_MATERIAL FOR THIS EXERCISE_.
-*-

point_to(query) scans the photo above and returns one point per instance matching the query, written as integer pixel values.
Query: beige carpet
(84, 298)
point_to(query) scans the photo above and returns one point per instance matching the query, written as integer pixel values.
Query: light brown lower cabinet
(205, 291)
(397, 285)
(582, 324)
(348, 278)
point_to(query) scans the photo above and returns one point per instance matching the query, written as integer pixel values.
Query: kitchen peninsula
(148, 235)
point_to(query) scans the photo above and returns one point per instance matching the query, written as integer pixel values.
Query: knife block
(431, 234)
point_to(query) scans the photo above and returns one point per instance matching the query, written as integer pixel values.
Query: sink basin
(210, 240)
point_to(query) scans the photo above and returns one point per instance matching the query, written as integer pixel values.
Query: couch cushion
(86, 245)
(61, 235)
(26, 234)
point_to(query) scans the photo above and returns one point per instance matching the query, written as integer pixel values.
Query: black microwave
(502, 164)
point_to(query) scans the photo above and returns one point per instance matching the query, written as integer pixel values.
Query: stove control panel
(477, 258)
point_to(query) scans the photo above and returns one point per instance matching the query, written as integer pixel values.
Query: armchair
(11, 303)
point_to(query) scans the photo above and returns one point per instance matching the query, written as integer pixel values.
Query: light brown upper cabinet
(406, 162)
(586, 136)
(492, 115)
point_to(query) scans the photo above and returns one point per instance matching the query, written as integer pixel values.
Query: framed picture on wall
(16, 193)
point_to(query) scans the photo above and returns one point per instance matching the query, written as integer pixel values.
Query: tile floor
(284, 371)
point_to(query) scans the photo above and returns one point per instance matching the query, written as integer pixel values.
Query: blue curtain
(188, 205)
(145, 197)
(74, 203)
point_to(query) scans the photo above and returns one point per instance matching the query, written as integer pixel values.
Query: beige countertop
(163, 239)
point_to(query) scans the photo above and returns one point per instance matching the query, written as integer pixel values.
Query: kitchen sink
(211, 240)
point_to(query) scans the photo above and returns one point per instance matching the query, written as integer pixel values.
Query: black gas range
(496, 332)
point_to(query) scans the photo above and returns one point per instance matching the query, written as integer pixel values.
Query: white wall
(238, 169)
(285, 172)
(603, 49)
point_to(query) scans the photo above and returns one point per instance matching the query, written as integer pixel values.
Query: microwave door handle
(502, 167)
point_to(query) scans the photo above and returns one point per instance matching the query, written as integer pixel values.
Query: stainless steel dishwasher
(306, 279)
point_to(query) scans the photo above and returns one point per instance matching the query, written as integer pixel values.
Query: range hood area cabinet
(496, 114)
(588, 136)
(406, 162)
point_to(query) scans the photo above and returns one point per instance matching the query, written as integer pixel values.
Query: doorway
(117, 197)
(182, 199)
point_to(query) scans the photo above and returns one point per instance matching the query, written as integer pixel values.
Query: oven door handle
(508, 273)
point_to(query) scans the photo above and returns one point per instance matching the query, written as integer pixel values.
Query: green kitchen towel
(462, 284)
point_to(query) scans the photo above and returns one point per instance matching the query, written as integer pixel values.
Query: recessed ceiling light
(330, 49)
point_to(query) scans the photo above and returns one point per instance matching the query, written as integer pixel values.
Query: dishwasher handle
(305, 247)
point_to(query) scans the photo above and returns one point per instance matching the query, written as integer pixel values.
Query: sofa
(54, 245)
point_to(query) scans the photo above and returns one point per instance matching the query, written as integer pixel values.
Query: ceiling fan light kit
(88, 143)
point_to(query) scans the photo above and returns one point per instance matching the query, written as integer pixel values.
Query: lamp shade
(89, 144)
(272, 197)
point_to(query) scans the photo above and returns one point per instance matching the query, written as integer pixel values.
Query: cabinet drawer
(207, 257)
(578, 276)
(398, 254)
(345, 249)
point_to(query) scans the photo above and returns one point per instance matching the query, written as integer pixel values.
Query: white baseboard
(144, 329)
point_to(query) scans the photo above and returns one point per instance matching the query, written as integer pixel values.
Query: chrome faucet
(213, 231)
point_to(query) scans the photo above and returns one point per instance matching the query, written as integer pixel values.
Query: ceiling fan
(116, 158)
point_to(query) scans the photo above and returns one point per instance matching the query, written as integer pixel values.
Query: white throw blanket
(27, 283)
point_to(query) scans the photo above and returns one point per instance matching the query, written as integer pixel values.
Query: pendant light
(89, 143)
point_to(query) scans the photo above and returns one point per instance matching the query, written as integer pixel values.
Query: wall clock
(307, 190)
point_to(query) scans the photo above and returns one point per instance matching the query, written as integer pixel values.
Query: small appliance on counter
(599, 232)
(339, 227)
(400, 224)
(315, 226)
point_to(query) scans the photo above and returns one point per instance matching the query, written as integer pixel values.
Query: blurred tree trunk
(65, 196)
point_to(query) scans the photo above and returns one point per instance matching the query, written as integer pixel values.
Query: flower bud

-*-

_AIM OF THE EXERCISE_.
Restate every line of the data word for word.

_RESULT FOR THIS EXERCISE_.
point_to(query) scans the photo above and returns one point per instance matching the query, written as integer pixel values.
Query: beige carpet
(84, 298)
point_to(query) scans the photo above and returns one point per instance matching the query, written as integer pixel values.
Query: light brown lower cabinet
(205, 291)
(397, 285)
(582, 324)
(348, 278)
point_to(query) scans the photo above and returns one point per instance matching the query, written as integer pixel values.
Query: kitchen peninsula
(148, 235)
point_to(query) scans the photo above and returns one point per instance matching the query, written as integer pixel values.
Query: knife block
(431, 234)
point_to(query) scans the photo above and returns one point per instance matching the query, written as integer pixel values.
Query: sink basin
(210, 240)
point_to(query) scans the photo above and returns one point per instance matching the query, written as integer pixel values.
Query: couch cushion
(86, 245)
(61, 235)
(26, 234)
point_to(query) scans the photo above and returns one point per instance matching the query, written as integer pixel values.
Query: black microwave
(502, 164)
point_to(query) scans the photo above and returns one point per instance matching the query, written as integer pixel values.
Query: stove control panel
(477, 258)
point_to(query) scans the photo above and returns one point per instance matching the query, written as integer pixel values.
Query: armchair
(11, 303)
point_to(query) scans the photo above and returns one point per instance matching the query, written as integer pixel values.
Query: light brown upper cabinet
(406, 162)
(586, 136)
(492, 115)
point_to(query) scans the photo above and returns one point per instance matching the query, written as integer pixel values.
Query: framed picture on wall
(16, 193)
point_to(query) scans the photo above and returns one point per instance matching the query, written as integer pixel values.
Query: tile floor
(284, 371)
point_to(query) scans the photo above and returns one point per instance matching the query, written as integer pixel values.
Query: blue curtain
(188, 205)
(145, 197)
(74, 203)
point_to(query) scans the photo above and returns one point per instance matching the query, written as integer pixel values.
Query: beige countertop
(163, 239)
point_to(query) scans the photo above and returns one point per instance matching the query, written as integer pixel values.
Query: kitchen sink
(211, 240)
point_to(query) scans the photo above and returns one point per instance matching the query, written as integer pixel values.
Query: black gas range
(496, 332)
point_to(query) scans the photo above and returns one point per instance matching the query, written as integer pixel values.
Query: white wall
(238, 169)
(285, 172)
(603, 49)
point_to(query) scans the photo above and returns one point per instance matching the query, written as integer pixel values.
Query: microwave door handle
(502, 167)
point_to(query) scans the photo above and returns one point per instance matching the query, written as integer pixel values.
Query: stainless steel dishwasher
(306, 279)
point_to(query) scans the photo above and returns one point per instance matching the query, written as integer pixel values.
Query: range hood area cabinet
(496, 114)
(588, 136)
(406, 162)
point_to(query) scans the photo above and returns one point per instance matching the query, written as integer pixel values.
Query: doorway
(117, 197)
(182, 199)
point_to(query) scans the photo above and returns one point per instance matching the query, written as integer pixel values.
Query: oven door handle
(508, 273)
point_to(query) scans the photo above and returns one point per instance matching the query, written as integer pixel values.
Query: green kitchen towel
(462, 284)
point_to(query) scans the photo above and returns one point per instance matching the query, written as integer pixel values.
Query: recessed ceiling light
(330, 49)
point_to(query) scans the photo above and returns one point per instance matching the query, written as integer pixel values.
Query: dishwasher handle
(305, 247)
point_to(query) scans the photo above and returns one point per instance matching the query, written as integer pixel values.
Query: sofa
(54, 245)
point_to(query) scans the photo above and returns one point per instance matching the query, written as integer pixel values.
Query: ceiling fan light kit
(88, 143)
point_to(query) scans the photo above and returns one point per instance matching the query, written as integer pixel values.
Query: lamp shade
(89, 144)
(272, 197)
point_to(query) scans the photo above and returns one point per instance matching the query, written as integer pixel values.
Query: cabinet drawer
(207, 257)
(578, 276)
(398, 254)
(345, 249)
point_to(query) scans the photo above and returns one point per instance matching the query, written as integer pixel values.
Query: white baseboard
(144, 329)
point_to(query) scans the photo above and returns one point per instance matching the query, written as integer pixel values.
Query: chrome faucet
(213, 231)
point_to(query) scans the photo above and returns one point per instance matching the query, written as integer pixel values.
Query: ceiling fan
(116, 158)
point_to(query) scans the photo above and returns one point per instance matching the query, written as integer pixel values.
Query: white throw blanket
(27, 283)
point_to(query) scans the photo above and returns one point per instance matching the query, written as integer pixel values.
Query: pendant light
(89, 143)
point_to(query) scans the photo above and returns one point per instance matching the query, written as integer pixel values.
Query: wall clock
(307, 190)
point_to(query) scans the photo above and returns one point per instance matching the query, written as integer pixel values.
Query: small appliance on counter
(599, 232)
(339, 227)
(400, 224)
(315, 226)
point_to(query) scans the photo above and returns one point per instance matching the query, written as integer pixel values.
Query: blurred tree trunk
(65, 196)
point_to(query) scans the photo above and returns one point per instance matching the query, written as integer pixel values.
Query: flower bud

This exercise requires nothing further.